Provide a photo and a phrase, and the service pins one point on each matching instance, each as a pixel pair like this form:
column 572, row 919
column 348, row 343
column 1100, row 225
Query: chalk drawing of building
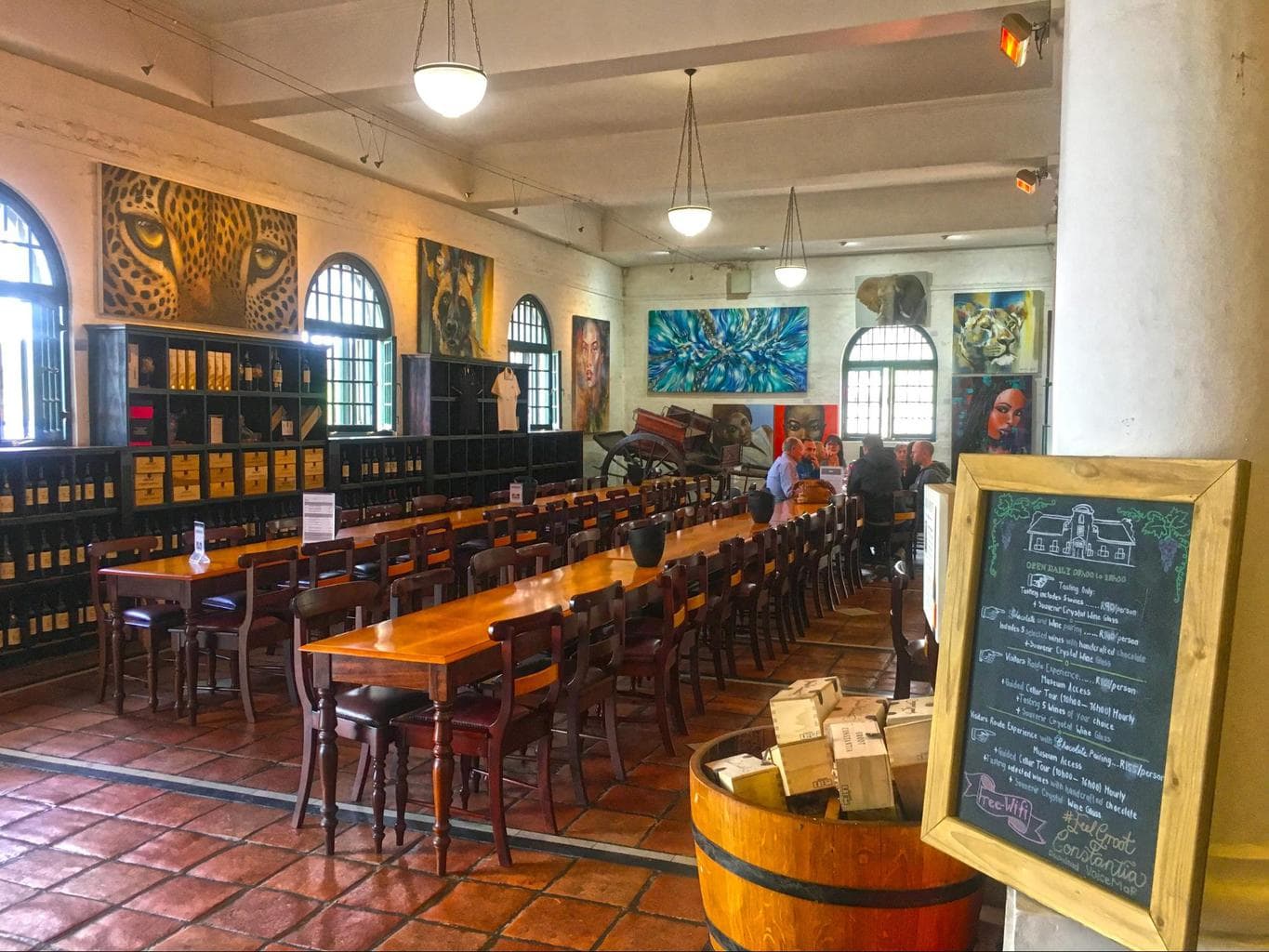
column 1083, row 536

§ §

### TASK OBJECTIVE
Could you give the listing again exactly, minus its pictures?

### RESPONSE TO THE TASK
Provide a photo and a phrase, and the service pins one point on each matching instance, each as a pixel pair like this form:
column 572, row 919
column 348, row 343
column 1100, row 225
Query: chalk drawing of building
column 1083, row 536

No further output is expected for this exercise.